**Material supplied:**

* * * * * * * * *

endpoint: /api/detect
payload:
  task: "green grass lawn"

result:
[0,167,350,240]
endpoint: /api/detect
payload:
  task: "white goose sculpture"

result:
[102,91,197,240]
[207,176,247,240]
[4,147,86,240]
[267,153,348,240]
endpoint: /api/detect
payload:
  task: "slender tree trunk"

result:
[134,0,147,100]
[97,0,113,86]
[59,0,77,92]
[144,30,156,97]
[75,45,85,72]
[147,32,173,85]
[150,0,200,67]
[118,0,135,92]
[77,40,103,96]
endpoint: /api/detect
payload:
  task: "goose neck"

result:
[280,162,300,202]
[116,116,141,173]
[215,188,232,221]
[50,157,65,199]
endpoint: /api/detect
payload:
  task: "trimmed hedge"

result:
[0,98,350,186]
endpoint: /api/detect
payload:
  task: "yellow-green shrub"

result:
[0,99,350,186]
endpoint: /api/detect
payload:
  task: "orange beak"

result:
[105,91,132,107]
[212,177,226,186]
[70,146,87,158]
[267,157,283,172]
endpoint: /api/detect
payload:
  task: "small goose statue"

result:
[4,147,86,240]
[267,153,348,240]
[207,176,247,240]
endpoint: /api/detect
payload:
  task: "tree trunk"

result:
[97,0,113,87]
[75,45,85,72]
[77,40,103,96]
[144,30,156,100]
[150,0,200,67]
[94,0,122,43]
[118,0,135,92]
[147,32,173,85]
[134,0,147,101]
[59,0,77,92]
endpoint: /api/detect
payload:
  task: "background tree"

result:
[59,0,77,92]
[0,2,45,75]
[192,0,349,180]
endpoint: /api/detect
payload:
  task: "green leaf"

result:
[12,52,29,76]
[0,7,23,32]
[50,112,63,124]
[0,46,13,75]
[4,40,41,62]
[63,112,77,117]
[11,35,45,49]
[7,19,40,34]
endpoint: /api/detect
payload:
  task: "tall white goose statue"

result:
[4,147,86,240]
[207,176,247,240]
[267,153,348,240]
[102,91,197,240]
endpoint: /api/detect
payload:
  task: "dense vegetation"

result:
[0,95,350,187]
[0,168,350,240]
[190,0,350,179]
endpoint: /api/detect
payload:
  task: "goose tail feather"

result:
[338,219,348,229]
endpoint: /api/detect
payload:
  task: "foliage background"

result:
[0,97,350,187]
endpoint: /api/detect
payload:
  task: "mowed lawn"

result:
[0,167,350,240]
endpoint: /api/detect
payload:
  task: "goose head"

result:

* * * * * * * * *

**Goal:** Copy the entries from their first line through the line containing "[0,99,350,186]", inclusive, shifting every bounding box coordinate by -13 and keeping all other lines unchanged.

**Solved exercise:**
endpoint: /api/detect
payload:
  task: "green grass lawn"

result:
[-13,154,337,227]
endpoint: /api/detect
payload:
  task: "white goose sculpture"

result:
[89,78,184,227]
[194,163,234,227]
[-9,134,73,227]
[254,140,335,227]
endpoint: /api/detect
payload:
  task: "slender tree trunk"

result:
[121,-13,134,87]
[84,-13,100,73]
[46,-13,64,79]
[131,17,143,84]
[62,32,72,59]
[134,19,160,72]
[137,-13,187,54]
[105,-13,122,79]
[64,27,90,83]
endpoint: /api/detect
payload:
  task: "goose neck"

result:
[267,149,287,189]
[103,103,128,160]
[202,175,219,208]
[37,144,52,186]
endpoint: /api/detect
payload:
  task: "trimmed hedge"

result:
[-13,85,337,173]
endpoint: /api/detect
payload:
  task: "yellow-green shrub"

result:
[-13,86,337,173]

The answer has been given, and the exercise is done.